WORK INSTRUCTIONS :: Look through the listing for the string "woman" and copy out every line that holds it.

╔══

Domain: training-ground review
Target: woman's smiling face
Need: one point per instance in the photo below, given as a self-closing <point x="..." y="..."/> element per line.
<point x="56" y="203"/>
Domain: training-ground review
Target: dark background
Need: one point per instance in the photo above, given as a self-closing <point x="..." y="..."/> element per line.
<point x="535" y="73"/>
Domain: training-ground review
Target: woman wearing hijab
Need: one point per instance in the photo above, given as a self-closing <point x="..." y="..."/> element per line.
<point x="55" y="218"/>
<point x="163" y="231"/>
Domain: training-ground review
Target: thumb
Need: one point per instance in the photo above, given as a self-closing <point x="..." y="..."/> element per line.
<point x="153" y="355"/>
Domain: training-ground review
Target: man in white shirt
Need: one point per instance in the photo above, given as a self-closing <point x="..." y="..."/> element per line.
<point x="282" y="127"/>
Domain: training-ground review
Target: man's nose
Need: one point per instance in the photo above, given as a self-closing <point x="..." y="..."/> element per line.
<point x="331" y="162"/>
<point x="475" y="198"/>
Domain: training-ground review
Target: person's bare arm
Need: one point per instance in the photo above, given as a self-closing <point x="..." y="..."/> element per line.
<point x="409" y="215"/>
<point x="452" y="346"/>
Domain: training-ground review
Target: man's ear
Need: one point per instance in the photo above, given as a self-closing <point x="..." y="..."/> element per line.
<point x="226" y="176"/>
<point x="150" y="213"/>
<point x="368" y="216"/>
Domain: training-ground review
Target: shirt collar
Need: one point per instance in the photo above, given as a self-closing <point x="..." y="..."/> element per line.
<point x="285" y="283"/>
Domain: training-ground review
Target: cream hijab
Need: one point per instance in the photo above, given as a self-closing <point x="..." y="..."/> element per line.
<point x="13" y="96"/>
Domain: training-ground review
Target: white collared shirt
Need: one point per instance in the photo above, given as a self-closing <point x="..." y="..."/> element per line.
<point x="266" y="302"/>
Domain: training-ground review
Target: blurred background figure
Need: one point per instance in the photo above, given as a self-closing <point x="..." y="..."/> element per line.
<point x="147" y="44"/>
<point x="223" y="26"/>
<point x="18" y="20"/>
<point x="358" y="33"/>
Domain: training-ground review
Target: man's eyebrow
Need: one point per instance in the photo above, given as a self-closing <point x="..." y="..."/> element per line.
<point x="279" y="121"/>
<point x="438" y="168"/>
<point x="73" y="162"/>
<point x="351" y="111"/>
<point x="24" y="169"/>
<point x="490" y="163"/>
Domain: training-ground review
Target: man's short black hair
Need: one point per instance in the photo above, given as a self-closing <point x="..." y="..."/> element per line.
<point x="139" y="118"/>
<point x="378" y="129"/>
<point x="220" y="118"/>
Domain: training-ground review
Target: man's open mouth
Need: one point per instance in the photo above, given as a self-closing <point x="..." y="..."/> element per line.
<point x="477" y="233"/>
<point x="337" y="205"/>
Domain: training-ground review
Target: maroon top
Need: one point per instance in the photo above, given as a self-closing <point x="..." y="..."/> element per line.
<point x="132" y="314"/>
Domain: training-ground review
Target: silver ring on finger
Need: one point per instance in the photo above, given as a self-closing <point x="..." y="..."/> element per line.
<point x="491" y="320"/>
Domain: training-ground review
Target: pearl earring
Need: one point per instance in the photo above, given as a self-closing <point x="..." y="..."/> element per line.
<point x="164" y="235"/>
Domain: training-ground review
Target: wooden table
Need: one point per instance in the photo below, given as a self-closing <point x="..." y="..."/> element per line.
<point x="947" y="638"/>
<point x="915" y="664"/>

╚══
╔══

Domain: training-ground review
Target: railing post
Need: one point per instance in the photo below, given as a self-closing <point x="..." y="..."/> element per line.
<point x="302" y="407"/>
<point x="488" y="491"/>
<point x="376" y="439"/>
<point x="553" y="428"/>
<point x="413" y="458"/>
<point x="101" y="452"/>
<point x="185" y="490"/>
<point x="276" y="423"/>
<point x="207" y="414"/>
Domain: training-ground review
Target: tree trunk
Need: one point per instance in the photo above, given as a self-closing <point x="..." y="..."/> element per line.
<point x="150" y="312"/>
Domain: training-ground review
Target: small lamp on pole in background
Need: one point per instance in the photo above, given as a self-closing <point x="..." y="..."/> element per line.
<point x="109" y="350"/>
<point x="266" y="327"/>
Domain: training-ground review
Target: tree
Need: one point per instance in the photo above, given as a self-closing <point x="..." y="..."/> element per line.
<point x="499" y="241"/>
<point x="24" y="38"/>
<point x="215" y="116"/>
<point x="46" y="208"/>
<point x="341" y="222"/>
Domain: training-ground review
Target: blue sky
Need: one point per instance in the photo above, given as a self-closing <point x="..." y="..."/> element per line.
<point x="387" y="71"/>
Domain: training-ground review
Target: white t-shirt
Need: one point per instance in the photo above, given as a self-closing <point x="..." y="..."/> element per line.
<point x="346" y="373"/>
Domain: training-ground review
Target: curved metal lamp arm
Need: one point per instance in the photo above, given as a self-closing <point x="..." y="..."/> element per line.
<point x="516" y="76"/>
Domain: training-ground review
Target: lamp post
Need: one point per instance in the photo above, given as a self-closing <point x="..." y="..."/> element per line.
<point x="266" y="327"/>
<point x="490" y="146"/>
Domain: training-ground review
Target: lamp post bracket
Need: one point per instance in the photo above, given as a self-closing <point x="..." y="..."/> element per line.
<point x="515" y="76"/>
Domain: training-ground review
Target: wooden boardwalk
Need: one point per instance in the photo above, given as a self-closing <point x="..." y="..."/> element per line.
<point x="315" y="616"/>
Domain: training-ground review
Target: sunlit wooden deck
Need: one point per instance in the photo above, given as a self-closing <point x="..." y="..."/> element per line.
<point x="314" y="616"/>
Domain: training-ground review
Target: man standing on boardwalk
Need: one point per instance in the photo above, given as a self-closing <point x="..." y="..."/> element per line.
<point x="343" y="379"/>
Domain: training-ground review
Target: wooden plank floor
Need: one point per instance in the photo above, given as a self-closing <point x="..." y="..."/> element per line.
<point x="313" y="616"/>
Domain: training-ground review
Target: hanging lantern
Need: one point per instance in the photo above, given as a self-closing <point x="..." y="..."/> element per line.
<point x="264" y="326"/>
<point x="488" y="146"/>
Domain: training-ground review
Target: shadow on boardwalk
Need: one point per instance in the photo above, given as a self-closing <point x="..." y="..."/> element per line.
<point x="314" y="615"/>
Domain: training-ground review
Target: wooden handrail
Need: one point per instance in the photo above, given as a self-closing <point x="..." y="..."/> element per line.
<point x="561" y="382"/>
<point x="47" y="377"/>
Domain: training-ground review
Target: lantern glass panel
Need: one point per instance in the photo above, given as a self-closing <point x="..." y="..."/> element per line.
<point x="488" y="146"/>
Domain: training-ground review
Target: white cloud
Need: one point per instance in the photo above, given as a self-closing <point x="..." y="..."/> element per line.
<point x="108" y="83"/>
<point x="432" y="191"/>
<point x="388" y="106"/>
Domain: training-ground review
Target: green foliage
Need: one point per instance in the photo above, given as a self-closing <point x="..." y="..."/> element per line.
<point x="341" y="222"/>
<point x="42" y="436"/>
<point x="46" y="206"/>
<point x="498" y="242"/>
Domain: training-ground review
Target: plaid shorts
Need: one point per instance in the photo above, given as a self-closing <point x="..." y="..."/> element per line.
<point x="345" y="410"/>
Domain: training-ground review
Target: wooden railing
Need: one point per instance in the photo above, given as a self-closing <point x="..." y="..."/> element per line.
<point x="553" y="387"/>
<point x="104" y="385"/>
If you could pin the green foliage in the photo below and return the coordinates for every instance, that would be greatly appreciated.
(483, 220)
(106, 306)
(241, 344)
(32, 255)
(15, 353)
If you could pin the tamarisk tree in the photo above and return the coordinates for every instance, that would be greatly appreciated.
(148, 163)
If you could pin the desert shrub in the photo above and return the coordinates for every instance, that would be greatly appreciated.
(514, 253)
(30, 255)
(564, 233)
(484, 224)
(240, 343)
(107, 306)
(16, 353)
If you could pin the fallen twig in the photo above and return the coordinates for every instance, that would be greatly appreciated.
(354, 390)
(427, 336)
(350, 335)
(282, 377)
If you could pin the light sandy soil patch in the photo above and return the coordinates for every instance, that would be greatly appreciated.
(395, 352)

╚══
╔══

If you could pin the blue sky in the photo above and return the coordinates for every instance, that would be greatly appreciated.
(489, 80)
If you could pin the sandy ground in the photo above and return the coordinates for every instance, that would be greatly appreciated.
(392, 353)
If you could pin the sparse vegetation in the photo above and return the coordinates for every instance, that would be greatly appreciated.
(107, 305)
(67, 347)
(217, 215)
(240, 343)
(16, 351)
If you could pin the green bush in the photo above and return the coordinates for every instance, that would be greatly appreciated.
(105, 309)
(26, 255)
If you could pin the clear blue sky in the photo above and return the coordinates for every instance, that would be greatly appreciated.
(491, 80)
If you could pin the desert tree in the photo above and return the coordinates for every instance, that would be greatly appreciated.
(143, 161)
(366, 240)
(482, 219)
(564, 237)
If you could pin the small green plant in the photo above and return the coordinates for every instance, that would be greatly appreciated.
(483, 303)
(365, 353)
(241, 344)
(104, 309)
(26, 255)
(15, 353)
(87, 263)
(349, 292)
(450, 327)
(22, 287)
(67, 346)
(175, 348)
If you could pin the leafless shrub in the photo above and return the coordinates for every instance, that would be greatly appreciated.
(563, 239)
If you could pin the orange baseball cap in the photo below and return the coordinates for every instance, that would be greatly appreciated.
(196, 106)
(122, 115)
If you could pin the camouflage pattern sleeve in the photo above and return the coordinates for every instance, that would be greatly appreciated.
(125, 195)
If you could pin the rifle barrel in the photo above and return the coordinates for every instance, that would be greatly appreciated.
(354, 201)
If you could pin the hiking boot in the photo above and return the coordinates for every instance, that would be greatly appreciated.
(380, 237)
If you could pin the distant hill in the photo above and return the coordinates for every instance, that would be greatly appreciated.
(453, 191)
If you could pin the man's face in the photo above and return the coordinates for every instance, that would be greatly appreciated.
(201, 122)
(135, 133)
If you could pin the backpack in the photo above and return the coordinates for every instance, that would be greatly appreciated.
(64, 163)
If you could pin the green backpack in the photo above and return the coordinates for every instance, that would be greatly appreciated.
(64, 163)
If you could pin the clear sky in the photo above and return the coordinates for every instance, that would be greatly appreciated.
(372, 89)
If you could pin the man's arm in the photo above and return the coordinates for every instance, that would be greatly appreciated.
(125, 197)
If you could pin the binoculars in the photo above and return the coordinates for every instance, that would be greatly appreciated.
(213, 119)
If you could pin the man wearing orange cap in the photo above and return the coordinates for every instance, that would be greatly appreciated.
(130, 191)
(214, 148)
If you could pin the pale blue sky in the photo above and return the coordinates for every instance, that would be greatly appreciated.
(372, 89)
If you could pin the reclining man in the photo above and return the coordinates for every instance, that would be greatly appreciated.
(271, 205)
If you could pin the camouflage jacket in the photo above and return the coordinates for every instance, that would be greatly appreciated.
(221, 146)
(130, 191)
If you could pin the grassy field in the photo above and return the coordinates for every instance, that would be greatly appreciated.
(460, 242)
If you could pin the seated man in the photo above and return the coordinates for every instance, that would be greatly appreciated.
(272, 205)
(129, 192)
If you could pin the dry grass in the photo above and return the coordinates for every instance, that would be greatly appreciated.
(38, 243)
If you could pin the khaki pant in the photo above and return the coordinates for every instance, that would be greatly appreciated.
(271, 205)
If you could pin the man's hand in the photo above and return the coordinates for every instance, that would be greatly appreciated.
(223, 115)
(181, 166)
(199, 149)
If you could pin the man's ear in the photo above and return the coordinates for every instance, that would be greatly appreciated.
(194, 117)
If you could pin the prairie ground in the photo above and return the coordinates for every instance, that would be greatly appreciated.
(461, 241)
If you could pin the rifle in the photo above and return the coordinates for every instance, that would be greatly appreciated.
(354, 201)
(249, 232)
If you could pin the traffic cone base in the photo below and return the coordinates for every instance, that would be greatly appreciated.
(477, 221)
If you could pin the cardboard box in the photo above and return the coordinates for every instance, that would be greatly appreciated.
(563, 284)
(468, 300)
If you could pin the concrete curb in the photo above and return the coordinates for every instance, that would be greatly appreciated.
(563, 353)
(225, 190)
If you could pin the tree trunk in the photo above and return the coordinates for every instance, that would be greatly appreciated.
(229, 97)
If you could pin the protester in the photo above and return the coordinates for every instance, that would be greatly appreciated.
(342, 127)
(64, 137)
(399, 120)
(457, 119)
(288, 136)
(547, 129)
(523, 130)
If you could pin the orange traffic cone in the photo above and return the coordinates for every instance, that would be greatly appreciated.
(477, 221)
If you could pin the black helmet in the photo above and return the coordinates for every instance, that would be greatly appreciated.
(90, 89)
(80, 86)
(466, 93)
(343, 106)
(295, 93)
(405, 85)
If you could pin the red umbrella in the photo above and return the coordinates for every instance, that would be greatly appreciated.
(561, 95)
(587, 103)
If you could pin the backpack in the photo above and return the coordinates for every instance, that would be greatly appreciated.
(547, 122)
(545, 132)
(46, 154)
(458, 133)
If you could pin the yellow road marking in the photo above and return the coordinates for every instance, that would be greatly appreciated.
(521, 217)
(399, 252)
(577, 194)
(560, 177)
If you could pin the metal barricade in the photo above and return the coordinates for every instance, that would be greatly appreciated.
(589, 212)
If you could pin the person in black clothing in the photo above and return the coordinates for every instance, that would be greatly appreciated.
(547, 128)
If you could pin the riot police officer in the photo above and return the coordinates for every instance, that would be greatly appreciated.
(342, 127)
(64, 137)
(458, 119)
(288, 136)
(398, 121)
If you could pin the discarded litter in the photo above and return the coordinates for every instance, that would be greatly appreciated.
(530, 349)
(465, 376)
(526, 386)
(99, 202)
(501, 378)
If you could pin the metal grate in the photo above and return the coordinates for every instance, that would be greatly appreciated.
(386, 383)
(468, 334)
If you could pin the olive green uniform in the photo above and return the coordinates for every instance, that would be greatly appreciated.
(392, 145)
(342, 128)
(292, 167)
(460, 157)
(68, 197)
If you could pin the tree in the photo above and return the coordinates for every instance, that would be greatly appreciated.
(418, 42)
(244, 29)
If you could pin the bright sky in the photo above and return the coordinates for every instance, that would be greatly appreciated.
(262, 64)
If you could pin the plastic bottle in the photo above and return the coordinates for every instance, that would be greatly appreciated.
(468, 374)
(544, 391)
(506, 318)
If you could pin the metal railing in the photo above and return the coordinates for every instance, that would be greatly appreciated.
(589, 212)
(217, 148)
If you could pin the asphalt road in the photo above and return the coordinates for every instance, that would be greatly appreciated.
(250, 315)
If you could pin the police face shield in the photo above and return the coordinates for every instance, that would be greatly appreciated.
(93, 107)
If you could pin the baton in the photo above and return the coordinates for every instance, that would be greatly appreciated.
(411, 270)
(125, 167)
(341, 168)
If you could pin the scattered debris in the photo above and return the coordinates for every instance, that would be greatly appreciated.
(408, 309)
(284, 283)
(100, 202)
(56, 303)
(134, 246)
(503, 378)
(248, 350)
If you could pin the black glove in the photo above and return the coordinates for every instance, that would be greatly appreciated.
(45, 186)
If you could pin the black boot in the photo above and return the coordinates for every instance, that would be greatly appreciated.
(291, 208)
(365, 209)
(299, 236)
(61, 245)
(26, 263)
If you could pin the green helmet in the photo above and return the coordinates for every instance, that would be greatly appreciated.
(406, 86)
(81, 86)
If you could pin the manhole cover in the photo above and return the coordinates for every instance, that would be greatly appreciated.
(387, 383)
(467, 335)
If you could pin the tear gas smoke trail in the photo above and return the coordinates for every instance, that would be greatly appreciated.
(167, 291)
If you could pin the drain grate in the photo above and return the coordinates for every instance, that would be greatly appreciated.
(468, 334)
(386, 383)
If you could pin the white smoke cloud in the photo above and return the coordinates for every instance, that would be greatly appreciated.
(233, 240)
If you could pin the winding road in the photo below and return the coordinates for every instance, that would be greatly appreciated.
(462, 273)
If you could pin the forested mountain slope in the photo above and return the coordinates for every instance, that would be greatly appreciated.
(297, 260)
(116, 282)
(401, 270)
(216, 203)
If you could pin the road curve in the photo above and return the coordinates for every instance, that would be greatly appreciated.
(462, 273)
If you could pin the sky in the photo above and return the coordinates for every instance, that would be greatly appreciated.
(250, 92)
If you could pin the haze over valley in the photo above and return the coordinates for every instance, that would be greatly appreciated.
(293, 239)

╚══

RESULT ::
Target: woman's smiling face
Target: woman wearing hijab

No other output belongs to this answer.